Please write out all of the rows below word for word, leaving out the picture.

» Entries shown
════════
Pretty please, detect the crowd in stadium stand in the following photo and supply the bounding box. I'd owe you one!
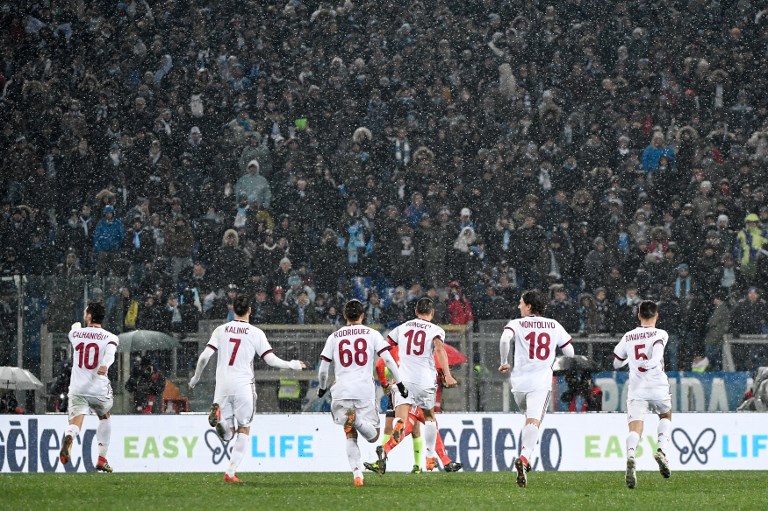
[0,0,768,369]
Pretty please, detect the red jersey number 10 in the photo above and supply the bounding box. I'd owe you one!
[525,332,551,360]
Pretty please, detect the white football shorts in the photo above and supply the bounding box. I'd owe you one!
[512,390,552,421]
[217,384,256,429]
[390,382,437,410]
[67,394,113,420]
[331,399,379,428]
[627,396,672,422]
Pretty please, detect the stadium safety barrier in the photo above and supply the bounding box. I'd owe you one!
[0,413,768,475]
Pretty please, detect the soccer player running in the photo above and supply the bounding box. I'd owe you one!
[499,289,574,488]
[59,302,120,472]
[364,346,462,474]
[317,300,408,486]
[189,293,306,483]
[613,300,672,489]
[366,297,461,474]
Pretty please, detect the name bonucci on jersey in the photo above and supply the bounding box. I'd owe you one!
[208,320,272,396]
[388,319,445,387]
[504,316,571,392]
[320,325,390,399]
[69,327,120,397]
[613,326,669,400]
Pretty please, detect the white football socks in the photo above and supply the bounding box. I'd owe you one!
[353,415,379,442]
[424,420,437,458]
[627,431,640,459]
[64,424,80,439]
[347,438,363,477]
[96,418,112,458]
[227,433,248,477]
[656,419,672,453]
[520,424,539,463]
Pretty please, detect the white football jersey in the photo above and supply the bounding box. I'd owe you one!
[388,319,445,387]
[504,316,572,392]
[69,327,120,397]
[320,325,390,399]
[613,326,669,400]
[208,320,272,398]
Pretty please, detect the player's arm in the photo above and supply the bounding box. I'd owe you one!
[499,326,515,373]
[189,343,218,389]
[376,358,394,392]
[560,335,576,357]
[96,341,117,376]
[317,334,333,397]
[376,348,408,397]
[432,337,459,388]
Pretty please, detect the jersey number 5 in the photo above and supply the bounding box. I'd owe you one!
[339,338,368,367]
[75,342,99,369]
[229,337,240,366]
[525,332,551,360]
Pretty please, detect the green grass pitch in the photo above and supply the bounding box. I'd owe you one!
[0,471,768,511]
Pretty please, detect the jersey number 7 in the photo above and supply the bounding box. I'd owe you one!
[229,337,240,366]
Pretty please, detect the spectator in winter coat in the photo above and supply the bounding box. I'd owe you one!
[93,206,125,275]
[445,280,475,325]
[235,160,272,209]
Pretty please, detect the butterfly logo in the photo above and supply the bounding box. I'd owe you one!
════════
» Finished task
Pretty please, detect the crowd in stadium stand in the following photo and supply the bounding box. I'd owe you one!
[0,0,768,369]
Pretty please, detect the red jersey number 10 in the photo above and supply the bounding box. I'd owe you one!
[525,332,551,360]
Pretty please, detect the white football shorts in the photo above and supply the bounding box. I'd owe you one!
[512,390,552,421]
[217,384,256,429]
[390,382,437,410]
[67,394,113,420]
[331,399,379,428]
[627,396,672,422]
Pretty please, detect the stadium safety barrier in the photo above and supply the bounding box. I'd owe you one!
[0,413,768,475]
Pretty please, detect the soccer player running in the photo above and supply the bounding box. I'd owe you one!
[499,289,574,488]
[59,302,120,472]
[364,346,462,474]
[317,300,408,486]
[189,293,306,483]
[613,300,672,489]
[366,297,461,474]
Pretty please, detect the name bonucci on jersey in the photo above and supply the bounding box. I'd owe you one!
[208,320,272,396]
[388,319,445,387]
[504,316,571,392]
[320,325,390,399]
[69,327,120,397]
[613,326,669,400]
Pretty please, detect the white football socks in the photo above and supply the bounding box. I'd owe you one!
[353,415,379,442]
[424,420,437,458]
[627,431,640,459]
[64,424,80,439]
[347,438,363,477]
[96,418,112,458]
[227,433,248,477]
[656,419,672,453]
[520,424,539,463]
Pretty please, detect the white football jersey in the photo above and supply the bounding box. I'd owe you one!
[388,319,445,387]
[504,316,572,392]
[69,327,120,397]
[320,325,390,399]
[613,326,669,400]
[208,320,272,398]
Pretty please, detect the player's arm in the photo above and supply the bounding box. I'd owe you one!
[499,326,515,373]
[189,343,218,389]
[376,358,394,392]
[560,335,576,357]
[96,341,117,376]
[317,334,333,397]
[376,348,408,397]
[432,337,459,388]
Pretty please, detect the jersey number 5 in the photo above and supply the bounding box. I'd owe you one!
[339,338,368,367]
[75,342,99,369]
[229,337,240,366]
[525,332,551,360]
Pretty please, detect the green grass pitch in the photo above and supply the bounding box. I'd owe you one!
[0,471,768,511]
Pretty please, detect the jersey number 7 in the photo above and supply the bounding box. I'd owe you one!
[229,337,240,366]
Pretty please, detect the spectator in winter coat in the photo above and supply the bounding box. I'd owe you one!
[93,206,125,275]
[445,280,475,325]
[235,160,272,209]
Pretty please, detect the butterfly logo in the photo above and supply the bounding box. I'd owe you one!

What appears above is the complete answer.